**WRITTEN REQUEST**: Substitute "pair of pixel coordinates" for every occurrence of "pixel coordinate pair" in the lines below, and reproduce them with everything else left unchanged.

**** EXTRACTED RECORDS ****

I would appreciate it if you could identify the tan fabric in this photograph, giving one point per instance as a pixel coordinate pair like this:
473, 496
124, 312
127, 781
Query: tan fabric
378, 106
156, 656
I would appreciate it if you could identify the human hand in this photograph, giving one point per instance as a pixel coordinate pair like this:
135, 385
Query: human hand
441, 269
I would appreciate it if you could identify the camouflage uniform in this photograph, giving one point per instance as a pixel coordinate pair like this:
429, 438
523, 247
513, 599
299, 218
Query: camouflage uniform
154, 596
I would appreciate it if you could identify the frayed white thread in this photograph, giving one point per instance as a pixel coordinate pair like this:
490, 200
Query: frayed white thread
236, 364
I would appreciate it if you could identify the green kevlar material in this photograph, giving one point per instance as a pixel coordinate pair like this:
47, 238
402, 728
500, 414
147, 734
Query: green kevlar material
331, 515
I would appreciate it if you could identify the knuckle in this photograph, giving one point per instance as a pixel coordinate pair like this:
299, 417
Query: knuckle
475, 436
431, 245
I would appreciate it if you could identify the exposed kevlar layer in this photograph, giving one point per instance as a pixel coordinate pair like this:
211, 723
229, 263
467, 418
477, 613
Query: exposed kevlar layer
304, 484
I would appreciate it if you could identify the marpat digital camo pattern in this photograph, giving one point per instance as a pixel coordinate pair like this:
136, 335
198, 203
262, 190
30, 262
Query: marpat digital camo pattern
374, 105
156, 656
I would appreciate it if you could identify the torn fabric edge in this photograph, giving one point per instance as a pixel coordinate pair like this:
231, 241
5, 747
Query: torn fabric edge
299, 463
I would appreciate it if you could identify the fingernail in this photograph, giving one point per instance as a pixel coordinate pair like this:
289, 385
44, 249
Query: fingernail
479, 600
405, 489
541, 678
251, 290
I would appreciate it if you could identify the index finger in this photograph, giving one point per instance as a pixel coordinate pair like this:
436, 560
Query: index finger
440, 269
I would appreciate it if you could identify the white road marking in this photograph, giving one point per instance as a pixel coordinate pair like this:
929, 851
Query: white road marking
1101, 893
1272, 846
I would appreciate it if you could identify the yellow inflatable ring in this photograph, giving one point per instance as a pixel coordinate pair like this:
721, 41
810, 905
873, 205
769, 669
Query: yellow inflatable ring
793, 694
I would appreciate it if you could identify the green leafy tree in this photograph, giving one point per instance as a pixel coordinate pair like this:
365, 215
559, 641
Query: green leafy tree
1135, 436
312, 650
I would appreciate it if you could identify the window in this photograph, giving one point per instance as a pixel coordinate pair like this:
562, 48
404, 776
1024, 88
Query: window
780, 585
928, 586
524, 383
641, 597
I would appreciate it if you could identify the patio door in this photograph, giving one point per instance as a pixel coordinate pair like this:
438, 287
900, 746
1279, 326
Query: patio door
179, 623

****

**RESPONSE TO THE EXERCISE**:
I would appreciate it if you could identify the tan fabric in this photograph, giving one point per instance as a pair of pixel coordinates like this:
473, 496
124, 312
127, 781
Query: tan fabric
378, 106
156, 656
I would appreciate it if you could identify the human hand in this photograph, giving one point per instance as a pair of pixel coordinates like this:
135, 385
Query: human hand
441, 269
I would appreciate it if you could identify the camouflage uniform in this photograph, giving one point per instance as a pair of pixel coordinates like this:
429, 438
523, 247
513, 599
299, 218
Query: camouflage uniform
154, 596
I would appreciate it if you could identify the frayed white thread in this photograph, giving one point per instance as a pair of pixel coordinates like this:
490, 200
Query: frayed white thread
236, 364
I would appreciate it if you could identify the green kevlar material in this photograph, giving one point per instance as a pair of pixel coordinates like this:
47, 238
402, 728
500, 414
147, 734
Query: green kevlar material
331, 515
I would appreciate it if you could identify the knuckle in this photograph, giving one point per instance as a pair of pixel coordinates like this:
299, 417
Query: knuckle
475, 436
431, 245
I would appreciate it if you could identify the exposed kevlar layer in this photograph, giving one point per instance as a pair of pixel coordinates like this:
211, 723
229, 263
467, 418
477, 613
Query: exposed kevlar layer
304, 484
I would appreciate it if you could identify the marpat digital camo pattern in this photograph, giving one point per instance as a pair of pixel coordinates like this:
136, 335
198, 203
262, 190
30, 262
Query: marpat digital camo pattern
374, 105
156, 656
I would appreciate it if you could identify the torn fabric edge in this photograph, giving one point per instance as a pair of pixel coordinates like this:
231, 241
5, 747
Query: torn fabric edge
299, 463
I would appreciate it if you could identify the fingernail in this photograph, giving one point per instance as a pair of pixel coordinates like this:
289, 385
44, 249
Query: fingernail
479, 600
405, 489
541, 678
251, 290
I would appreciate it if you could identify the index finger in this photograph, giving one point per instance as a pair of pixel coordinates like this:
436, 560
Query: index finger
440, 269
I would appreciate it if you could identify the white road marking in this photograph, giving one point per instance as a pair of pixel coordinates like this:
929, 851
Query: white road marking
1101, 893
1272, 846
I would appreciate it if you could identify the yellow inflatable ring in this photograph, giving one point per instance as a pair of pixel coordinates like this:
721, 41
810, 905
873, 205
769, 669
Query: yellow inflatable ring
793, 694
I would appreciate it if you could identify the green leafy tree in this photograph, giving one point per instance as a pair of pixel coordinates like this:
365, 215
559, 641
Query: green leafy tree
1135, 436
312, 650
I would appreciate it if you could identify the window in this photograph, giving one point per instance as a pair of pixel coordinates like this:
562, 48
404, 776
1024, 88
Query: window
780, 585
928, 586
524, 383
641, 597
I would appreciate it if you could identify the patio door in this photograph, giving one point per instance as a pair of pixel coordinates like this:
438, 287
900, 746
1279, 326
Query: patio door
179, 623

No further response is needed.